--- start Passage shown ---
Shear Buckling of Flat Plates

This page provides the chapters on shear buckling of flat plates from the "Stress Analysis Manual," Air Force Flight Dynamics Laboratory, October 1986.

Other related chapters from the Air Force "Stress Analysis Manual" can be seen to the right.

Analysis of Plates
  1. Analysis of Plates in Axial Compression
  2. Analysis of Plates in Bending
  3. Shear Buckling of Flat Plates
  4. Analysis of Curved Plates
  5. Analysis of Plates - Special Topics

Nomenclature

a = plate length
b = plate width
E = modulus of elasticity
Es = secant modulus
Et = tangent modulus
f = ratio of cladding thickness to total plate thickness
F0.7F0.85 = secant yield stress at 0.7E and 0.85E
Fcrs = critical shear stress
Fpl = stress at proportional limit
ks = shear buckling coefficient
n = shape parameter, number of half waves in buckled plate
ss = simply supported
t = thickness
W = total load, potential energy
β = ratio of cladding yield stress to core stress
ϵ = ratio of rotational rigidity of plate edge stiffeners
η = plasticity reduction factor
η = cladding reduction factor
λ = buckle half wavelength
ν = inelastic Poisson's ratio
νe = elastic Poisson's ratio

6.5 Shear Buckling of Flat Plates

The critical shear-buckling stress of flat plates may be found from Equation (6-27).
--- end Passage shown ---
--- start Extracted entries ---
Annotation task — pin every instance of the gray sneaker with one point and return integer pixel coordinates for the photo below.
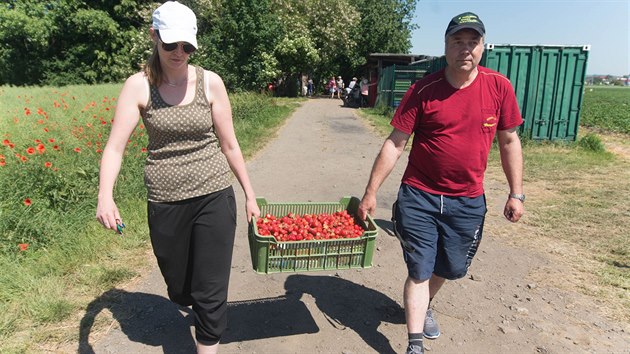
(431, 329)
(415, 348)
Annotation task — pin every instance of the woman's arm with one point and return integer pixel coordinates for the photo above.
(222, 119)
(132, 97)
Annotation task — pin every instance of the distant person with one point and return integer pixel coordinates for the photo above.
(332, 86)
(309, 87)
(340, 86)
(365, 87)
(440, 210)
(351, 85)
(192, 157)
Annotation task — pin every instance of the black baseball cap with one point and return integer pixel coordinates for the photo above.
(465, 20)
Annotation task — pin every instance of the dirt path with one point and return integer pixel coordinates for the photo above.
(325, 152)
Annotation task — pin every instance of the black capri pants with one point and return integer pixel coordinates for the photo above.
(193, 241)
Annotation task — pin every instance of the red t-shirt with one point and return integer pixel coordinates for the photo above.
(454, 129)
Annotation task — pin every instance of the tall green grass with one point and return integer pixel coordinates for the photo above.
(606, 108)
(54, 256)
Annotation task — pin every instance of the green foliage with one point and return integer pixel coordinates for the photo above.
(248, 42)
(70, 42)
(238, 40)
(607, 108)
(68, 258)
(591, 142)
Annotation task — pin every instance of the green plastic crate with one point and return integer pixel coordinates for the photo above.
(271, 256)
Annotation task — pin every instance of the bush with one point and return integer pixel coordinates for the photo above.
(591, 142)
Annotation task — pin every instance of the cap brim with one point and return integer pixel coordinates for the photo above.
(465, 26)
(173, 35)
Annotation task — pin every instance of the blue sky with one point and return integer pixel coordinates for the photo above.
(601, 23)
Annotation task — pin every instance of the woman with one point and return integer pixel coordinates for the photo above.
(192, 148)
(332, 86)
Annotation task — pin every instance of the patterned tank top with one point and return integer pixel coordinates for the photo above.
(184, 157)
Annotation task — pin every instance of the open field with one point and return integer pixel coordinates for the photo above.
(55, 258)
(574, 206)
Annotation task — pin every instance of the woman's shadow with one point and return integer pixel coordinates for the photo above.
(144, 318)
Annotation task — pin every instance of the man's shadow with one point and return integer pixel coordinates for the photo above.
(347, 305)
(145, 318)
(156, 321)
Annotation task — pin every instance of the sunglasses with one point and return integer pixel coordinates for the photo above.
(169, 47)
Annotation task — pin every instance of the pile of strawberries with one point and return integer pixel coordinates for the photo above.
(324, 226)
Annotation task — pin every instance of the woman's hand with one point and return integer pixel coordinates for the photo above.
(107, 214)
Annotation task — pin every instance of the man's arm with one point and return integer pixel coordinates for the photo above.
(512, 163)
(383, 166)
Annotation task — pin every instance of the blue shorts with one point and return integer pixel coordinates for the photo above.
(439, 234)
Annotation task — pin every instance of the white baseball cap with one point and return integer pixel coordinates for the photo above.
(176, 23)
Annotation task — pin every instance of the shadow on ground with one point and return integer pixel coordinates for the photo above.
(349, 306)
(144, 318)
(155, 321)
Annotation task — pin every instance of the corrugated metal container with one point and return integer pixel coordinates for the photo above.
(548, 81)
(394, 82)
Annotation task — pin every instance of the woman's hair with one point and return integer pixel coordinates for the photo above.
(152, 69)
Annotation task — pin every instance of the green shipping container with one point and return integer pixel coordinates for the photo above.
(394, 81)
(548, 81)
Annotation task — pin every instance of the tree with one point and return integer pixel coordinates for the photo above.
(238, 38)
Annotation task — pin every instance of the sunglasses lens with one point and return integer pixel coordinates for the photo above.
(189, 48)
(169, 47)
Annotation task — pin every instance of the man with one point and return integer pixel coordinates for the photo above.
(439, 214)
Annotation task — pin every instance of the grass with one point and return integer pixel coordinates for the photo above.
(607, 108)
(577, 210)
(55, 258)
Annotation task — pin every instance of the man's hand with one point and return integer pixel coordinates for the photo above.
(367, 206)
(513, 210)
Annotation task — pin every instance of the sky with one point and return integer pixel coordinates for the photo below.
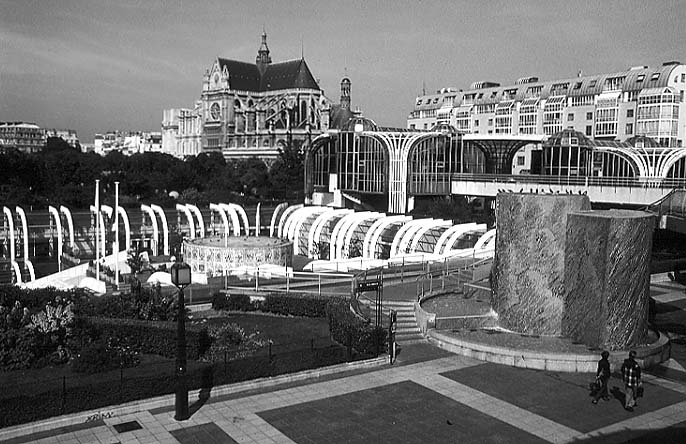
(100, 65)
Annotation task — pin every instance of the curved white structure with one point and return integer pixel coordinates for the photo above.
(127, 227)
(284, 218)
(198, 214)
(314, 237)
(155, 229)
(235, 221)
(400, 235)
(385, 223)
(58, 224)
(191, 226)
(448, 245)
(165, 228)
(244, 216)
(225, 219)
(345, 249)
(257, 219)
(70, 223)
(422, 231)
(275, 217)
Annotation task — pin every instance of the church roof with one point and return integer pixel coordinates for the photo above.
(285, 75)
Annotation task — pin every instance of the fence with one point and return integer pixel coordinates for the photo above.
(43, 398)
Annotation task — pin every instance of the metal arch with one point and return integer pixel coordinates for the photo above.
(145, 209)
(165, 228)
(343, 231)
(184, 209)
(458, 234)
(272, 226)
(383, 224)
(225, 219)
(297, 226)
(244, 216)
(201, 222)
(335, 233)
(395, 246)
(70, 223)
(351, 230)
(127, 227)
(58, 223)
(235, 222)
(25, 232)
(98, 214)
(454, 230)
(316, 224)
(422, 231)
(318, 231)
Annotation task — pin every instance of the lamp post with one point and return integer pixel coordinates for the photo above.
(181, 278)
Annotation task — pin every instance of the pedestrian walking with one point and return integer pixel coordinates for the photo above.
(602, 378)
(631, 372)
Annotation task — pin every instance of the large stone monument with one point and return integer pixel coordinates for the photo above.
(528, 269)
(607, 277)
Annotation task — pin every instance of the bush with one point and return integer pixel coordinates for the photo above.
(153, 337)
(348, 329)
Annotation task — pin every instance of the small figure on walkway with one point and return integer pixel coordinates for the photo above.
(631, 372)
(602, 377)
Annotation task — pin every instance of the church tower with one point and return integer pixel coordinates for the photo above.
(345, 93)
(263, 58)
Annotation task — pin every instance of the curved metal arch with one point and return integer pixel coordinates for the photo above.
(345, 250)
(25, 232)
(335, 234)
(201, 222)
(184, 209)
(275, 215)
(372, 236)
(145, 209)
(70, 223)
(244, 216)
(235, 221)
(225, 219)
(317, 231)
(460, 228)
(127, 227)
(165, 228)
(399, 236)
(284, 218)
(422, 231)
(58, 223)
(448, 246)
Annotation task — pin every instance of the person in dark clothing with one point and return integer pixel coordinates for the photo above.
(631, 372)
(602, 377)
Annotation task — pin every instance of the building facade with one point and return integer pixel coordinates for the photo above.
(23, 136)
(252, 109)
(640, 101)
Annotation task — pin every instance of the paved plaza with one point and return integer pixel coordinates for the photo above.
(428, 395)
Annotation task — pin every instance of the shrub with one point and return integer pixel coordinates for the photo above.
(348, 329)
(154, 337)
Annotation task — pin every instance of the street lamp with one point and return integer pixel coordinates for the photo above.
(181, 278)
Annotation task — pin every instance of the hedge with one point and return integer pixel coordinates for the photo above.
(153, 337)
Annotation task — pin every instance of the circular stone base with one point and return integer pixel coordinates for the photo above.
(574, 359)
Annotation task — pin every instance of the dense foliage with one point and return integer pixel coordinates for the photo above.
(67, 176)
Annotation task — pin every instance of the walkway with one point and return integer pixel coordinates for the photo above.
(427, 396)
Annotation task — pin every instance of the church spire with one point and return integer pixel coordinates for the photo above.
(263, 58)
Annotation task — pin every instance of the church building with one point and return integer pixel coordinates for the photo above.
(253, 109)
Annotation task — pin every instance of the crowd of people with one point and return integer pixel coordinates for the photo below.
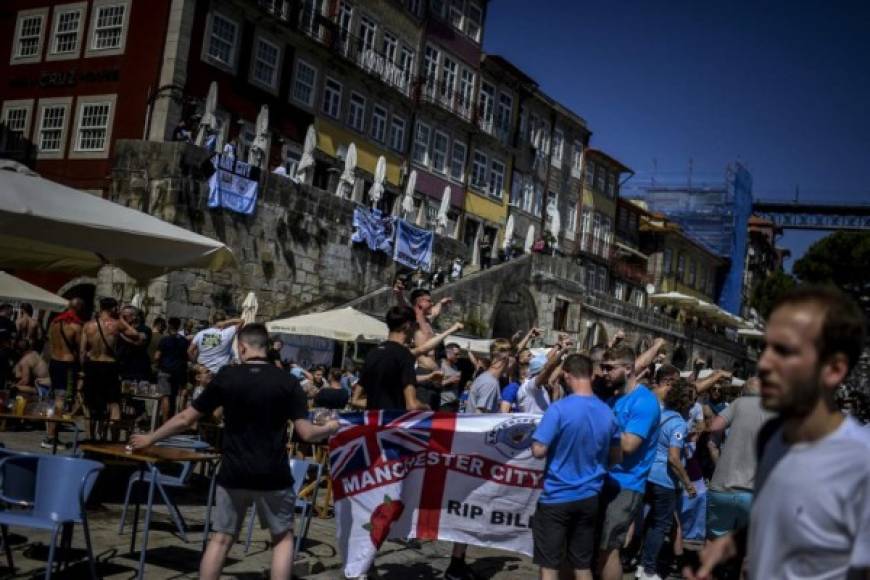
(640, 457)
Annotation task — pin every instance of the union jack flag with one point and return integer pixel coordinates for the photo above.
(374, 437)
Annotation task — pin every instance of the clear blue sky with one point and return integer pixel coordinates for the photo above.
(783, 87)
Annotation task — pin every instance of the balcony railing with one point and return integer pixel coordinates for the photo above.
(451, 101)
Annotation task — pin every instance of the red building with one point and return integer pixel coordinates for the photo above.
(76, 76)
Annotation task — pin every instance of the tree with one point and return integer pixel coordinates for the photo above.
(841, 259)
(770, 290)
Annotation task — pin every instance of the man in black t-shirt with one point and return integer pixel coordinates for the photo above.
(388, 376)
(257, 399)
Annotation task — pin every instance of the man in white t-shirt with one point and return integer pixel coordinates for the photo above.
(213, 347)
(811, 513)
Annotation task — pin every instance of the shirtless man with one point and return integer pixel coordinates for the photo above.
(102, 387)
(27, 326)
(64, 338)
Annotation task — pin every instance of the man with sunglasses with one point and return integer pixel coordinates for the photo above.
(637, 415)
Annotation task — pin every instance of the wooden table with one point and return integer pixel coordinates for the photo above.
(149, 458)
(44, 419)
--- end Extracted entries ---
Request
Please state what the symbol ks stands for in the nomenclature of the shear buckling page. The records aren't needed here.

Reply
Shear buckling coefficient.